> [抜粋テキスト]:
==*==

みかんの部屋

自分の趣味(映画・漫画など)に関しての雑記ブログです。

『山河ノスタルジア』観ました。

2018-04-28 16:00:00 | アジア映画
2015年:中・日・仏。 監督:ジャ・ジャンクー。 WOWOWからの録画。
評判の良い映画なので観てみましたが....まあまあでしたかね。
特秀を期待していたら、実はだったという感じ。
前半が4:3、後半が16:9の画角なのも時間(時代)の変化を感じさせる演出のようです。

 
休日の三人ドライブ。               黄河のほとりで。手頃な行楽地。

映画は三部構成になっています。
①そもそもの物語の発端。映画では1999年という設定。  
②それぞれが進むべき人生の岐路を選択。映画では2014年という設定。
③新世代の青年ダオラーの現在の立ち位置。映画では2025年という設定。

==*==

> [データ一覧]:
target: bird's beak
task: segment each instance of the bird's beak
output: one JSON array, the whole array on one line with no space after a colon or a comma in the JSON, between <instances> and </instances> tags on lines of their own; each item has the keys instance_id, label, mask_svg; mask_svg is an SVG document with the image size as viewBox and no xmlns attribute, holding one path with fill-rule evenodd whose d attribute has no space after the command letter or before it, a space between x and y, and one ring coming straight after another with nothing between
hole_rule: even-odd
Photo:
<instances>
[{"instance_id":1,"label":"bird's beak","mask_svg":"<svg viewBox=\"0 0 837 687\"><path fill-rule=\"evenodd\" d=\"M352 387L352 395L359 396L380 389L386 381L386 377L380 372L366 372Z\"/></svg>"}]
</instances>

==*==

> [設問一覧]:
1. 『山河ノスタルジア』の記事では、映画の第二部は何年という設定になっていますか。
2. 『山河ノスタルジア』の記事の続きを書き足してください。
データ一覧の行はここでは使いません。

> [解答例]:
1. 2014年という設定です。

2.
物語の始めのうちは、よくある仲良しトリオとも言える三人。
常に蓄財を怠らず、しっかりと世渡りしていくジェンシン(男)。
取り立てて才覚はないが、実直に生きていくリャンズー(男)
そして二人の思いを知ってか知らずか、ずっと友だち関係でいたいタオ(女)。
結局タオを手に入れるのは経済力のあるジェンシン。
三人の友情も消えて、傷心のリャンズーは遠くの地へと去っていく。

 
タオを譲れと直談判~リャンズーは拒否。      結局、金のあるジェンシンがタオの夫に。

ジェンシンの蓄財は順調そのもの。次々に炭鉱や会社を買収して自分の
企業グループを
形成していく。やがて米国に移住して更にビッグに。
タオとの間にできた子どもにダラーと命名。
米ドルのように強力な人間になってほしいとの意図からだ。
一方リャンズーは長年の炭鉱労働がたたって肺をやられてしまう。
治療には高額な費用がかかるが友人知人たちにも余裕があるわけではない。
結局タオ(=ジェンシンの妻)に助けてもらうことになる。

 
リャンズーは妻と治療費の心配。          かつての友人タオからの援助。

そして2025年。
青年ダラーは悩んでいた。彼には実業家としての才覚はなく、
また父親の言うような堅実な将来設計にも全く興味がもてない。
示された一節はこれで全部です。